Exercise details
Without including any picture, return the complete set of records exactly.
[Start of Attachment]
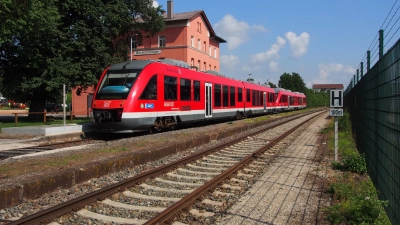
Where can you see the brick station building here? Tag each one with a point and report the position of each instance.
(188, 37)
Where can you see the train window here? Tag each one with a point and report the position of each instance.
(150, 91)
(232, 94)
(271, 97)
(254, 99)
(117, 84)
(196, 90)
(170, 87)
(225, 96)
(185, 89)
(217, 95)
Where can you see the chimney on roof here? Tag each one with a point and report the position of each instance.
(170, 9)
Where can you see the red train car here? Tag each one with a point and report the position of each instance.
(154, 95)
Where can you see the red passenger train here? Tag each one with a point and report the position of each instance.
(150, 95)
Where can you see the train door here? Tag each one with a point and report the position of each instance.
(208, 100)
(265, 101)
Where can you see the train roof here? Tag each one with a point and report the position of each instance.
(133, 64)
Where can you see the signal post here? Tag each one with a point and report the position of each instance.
(336, 110)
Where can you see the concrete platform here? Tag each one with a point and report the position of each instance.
(50, 129)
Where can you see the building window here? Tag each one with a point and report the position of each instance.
(161, 41)
(150, 91)
(185, 89)
(225, 96)
(196, 90)
(217, 95)
(170, 87)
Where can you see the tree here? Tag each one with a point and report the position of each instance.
(293, 82)
(67, 42)
(272, 84)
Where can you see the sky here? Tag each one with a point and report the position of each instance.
(323, 41)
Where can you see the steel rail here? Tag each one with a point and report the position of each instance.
(168, 214)
(50, 214)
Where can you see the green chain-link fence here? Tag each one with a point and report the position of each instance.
(374, 107)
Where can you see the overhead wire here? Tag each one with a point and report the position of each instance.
(374, 43)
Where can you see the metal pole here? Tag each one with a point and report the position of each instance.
(131, 48)
(362, 68)
(336, 138)
(64, 112)
(380, 44)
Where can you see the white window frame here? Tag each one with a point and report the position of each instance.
(161, 41)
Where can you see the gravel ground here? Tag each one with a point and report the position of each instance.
(51, 199)
(292, 191)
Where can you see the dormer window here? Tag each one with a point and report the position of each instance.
(161, 41)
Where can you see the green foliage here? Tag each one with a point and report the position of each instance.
(357, 203)
(316, 99)
(47, 43)
(355, 197)
(293, 82)
(355, 163)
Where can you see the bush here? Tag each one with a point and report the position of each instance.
(355, 163)
(357, 203)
[End of Attachment]
Reply to the exercise
Where can you see the brick station building here? Tag each one with a point and report the position of each instance.
(188, 37)
Where can you see the train window here? Tag each one with a point and report the position of each instance.
(150, 91)
(232, 94)
(271, 97)
(254, 99)
(117, 84)
(196, 90)
(170, 87)
(225, 96)
(185, 89)
(217, 95)
Where can you see the chimney on roof here? Tag each one with a point and report the position of each instance.
(170, 9)
Where can you see the red train car here? Tag each one with a point and report the position of each instance.
(154, 95)
Where can you see the red passenger train here? Tag each one with a point and report the position of each instance.
(150, 95)
Where can you see the train door here? Tag each one with a point and report the position of each instance.
(208, 100)
(265, 101)
Where can you see the train roof here? Tag each one with a point and report the position of each instance.
(133, 64)
Where can you see the signal post here? Tag each one with a point and report the position of each instance.
(336, 110)
Where can you see the concrete platform here? Tag each one with a point and report the position of each instance.
(50, 129)
Where can you see the building window here? Tag each one with a point and report the position of each instance.
(161, 41)
(150, 91)
(185, 89)
(225, 96)
(196, 90)
(217, 95)
(170, 87)
Where can you see the tree here? Tag each one with a point and report the position of each instance.
(293, 82)
(67, 42)
(272, 84)
Where can you see the sky here? Tag each one with a point and report the position of each instance.
(323, 41)
Where can you see the steel rail here? Tag each one with a point and report the position of each instance.
(168, 214)
(50, 214)
Where can you see the green chain-link fence here? Tag each one with a point and report the position of each instance.
(374, 107)
Where can you see the overhead wire here? Tag each one with a point and report the position of each instance.
(374, 43)
Where can you see the metal pole here? Tag each one with a point and report the position of each instance.
(131, 48)
(362, 68)
(336, 138)
(64, 112)
(380, 44)
Where can you see the white window frame here? Tag each one with a point and report the position of each instance.
(161, 41)
Where can you see the gravel ground here? Tag each one with a point and report the position of each instance.
(51, 199)
(292, 191)
Where can you see the dormer window here? Tag each one with a point and report the position of each instance.
(161, 41)
Where can you see the green foliage here? Tag each one with a point and report the position of each instance.
(357, 203)
(316, 99)
(47, 43)
(355, 197)
(293, 82)
(355, 163)
Where can you see the bush here? Tag each one with a point and report the position of each instance.
(355, 163)
(357, 203)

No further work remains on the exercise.